## TEXT SECTION
•••
With the first version of the Trent XWB engine for the A350 poised for the start of test flights, Rolls-Royce is already stepping up studies of what comes next in its big engine line-up.
One key question is whether the recent birth of the new Rolls-Royce mid size engine joint venture with Pratt & Whitney will increase the chances of geared technology spreading to the next generation of higher thrust turbofans beyond the Trent XWB? For now it seems unlikely, mainly because Rolls believes its existing three-shaft architecture provides multiple jumping-off technology options for improving both thermal and propulsive efficiency.
However geared technology in longer term Rolls engines will not be limited to the mid-thrust range. Both General Electric and Rolls have acknowledged that the appeal of the GTF concept increases in proportion to thrust. Even before the newly forged relationship with Pratt was announced in October, Rolls openly said ultra-high bypass ratio geared fans may be required to meet the challenging targets of future emissions goals such as those outlined in the European Union’s Flightplan 2050 vision for future air transport.
Overall Rolls shows no signs of diverging from the guidelines of its existing research strategy which, early last decade, grouped technology acquisition within three broad, rolling time bands – up to around five years, around ten years, and up to 20 years and beyond. This it calls its Vision 5, Vision 10 and Vision 20 programs, with Vision 5 originally covering engines such as the Trent 900 for the A380, and later the Trent 1000 for the 787.
Study concepts include a bladed spinner (Rolls-Royce)
•••
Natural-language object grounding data

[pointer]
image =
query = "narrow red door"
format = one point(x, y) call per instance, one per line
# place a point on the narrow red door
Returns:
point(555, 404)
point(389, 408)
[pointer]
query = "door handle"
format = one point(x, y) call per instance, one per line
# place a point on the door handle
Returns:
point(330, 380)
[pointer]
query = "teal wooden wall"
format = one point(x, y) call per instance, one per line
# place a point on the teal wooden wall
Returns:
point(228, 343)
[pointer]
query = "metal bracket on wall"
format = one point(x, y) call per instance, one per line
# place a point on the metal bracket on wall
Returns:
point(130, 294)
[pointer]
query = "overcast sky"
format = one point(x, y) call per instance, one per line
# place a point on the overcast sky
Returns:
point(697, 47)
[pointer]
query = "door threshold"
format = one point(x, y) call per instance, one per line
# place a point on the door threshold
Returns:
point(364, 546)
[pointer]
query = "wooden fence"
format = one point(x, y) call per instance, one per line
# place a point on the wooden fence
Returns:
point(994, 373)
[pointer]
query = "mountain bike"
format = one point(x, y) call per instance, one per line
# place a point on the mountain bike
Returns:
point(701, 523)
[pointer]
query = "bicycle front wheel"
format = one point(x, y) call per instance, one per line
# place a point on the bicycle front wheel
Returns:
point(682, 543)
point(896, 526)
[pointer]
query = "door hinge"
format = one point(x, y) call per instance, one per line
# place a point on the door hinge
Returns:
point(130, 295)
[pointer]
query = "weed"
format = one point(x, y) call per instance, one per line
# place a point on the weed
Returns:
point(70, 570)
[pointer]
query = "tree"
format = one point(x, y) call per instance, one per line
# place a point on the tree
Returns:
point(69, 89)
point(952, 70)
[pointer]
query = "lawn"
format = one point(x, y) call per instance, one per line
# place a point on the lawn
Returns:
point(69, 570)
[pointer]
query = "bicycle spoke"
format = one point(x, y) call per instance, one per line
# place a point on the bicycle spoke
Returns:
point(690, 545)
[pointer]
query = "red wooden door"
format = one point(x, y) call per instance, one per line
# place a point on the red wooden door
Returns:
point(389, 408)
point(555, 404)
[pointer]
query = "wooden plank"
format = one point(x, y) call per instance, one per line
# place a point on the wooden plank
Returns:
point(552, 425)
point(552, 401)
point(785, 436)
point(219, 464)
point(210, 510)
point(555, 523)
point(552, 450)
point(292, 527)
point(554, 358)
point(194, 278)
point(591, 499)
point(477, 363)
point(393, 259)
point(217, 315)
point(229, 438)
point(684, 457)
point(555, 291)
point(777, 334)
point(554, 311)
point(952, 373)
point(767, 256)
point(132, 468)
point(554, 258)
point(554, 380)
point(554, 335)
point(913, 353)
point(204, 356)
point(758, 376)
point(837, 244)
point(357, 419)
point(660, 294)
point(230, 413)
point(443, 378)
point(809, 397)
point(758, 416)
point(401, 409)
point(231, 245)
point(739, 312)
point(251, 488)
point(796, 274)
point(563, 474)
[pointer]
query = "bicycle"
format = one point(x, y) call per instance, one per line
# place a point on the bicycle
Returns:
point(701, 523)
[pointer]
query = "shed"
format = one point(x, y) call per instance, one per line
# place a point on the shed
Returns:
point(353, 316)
•••
## TASKS TO CARRY OUT
a. In the Rolls-Royce engine article, what are the three time-band research programs called?
b. Revise the Rolls-Royce engine article from "One key question" up to and including "and propulsive efficiency.", putting "partnership" in place of "joint venture".
c. Continue the Rolls-Royce engine article from the point where it stops.
The records are separate material and are unrelated to the article.

## RESULTS FOR THE EXERCISE
a. Vision 5, Vision 10 and Vision 20.

b.
One key question is whether the recent birth of the new Rolls-Royce mid size engine partnership with Pratt & Whitney will increase the chances of geared technology spreading to the next generation of higher thrust turbofans beyond the Trent XWB? For now it seems unlikely, mainly because Rolls believes its existing three-shaft architecture provides multiple jumping-off technology options for improving both thermal and propulsive efficiency.

c.
Rolls basis its future near term big engine development squarely on the Vision 10-derived Trent XWB architecture and is starting to reveal more details about what the technology options are. Speaking at this year’s International Society For Air Breathing Engines meeting in Sweden, Rolls Future Programs senior project engineer John Whurr, says “the core architecture of the Trent XWB, in particular the two-stage intermediate turbine, facilitates development of the core thermodynamic cycle.”
It does this, he adds, by enabling increased compressor pressure ratios, and overall pressure ratio, without compromising the efficiency of the high and intermediate pressure turbines. Improvements in the core could also come from introducing a ‘cooled’ cooling air system to enable higher compressor temperatures without compromising component lives. Higher turbine inlet temperatures, and hence better thermodynamic efficiency, could be gained by introducing ceramic matrix composites in the turbine.
Other concepts include a 'mini-mixer'. (Rolls-Royce)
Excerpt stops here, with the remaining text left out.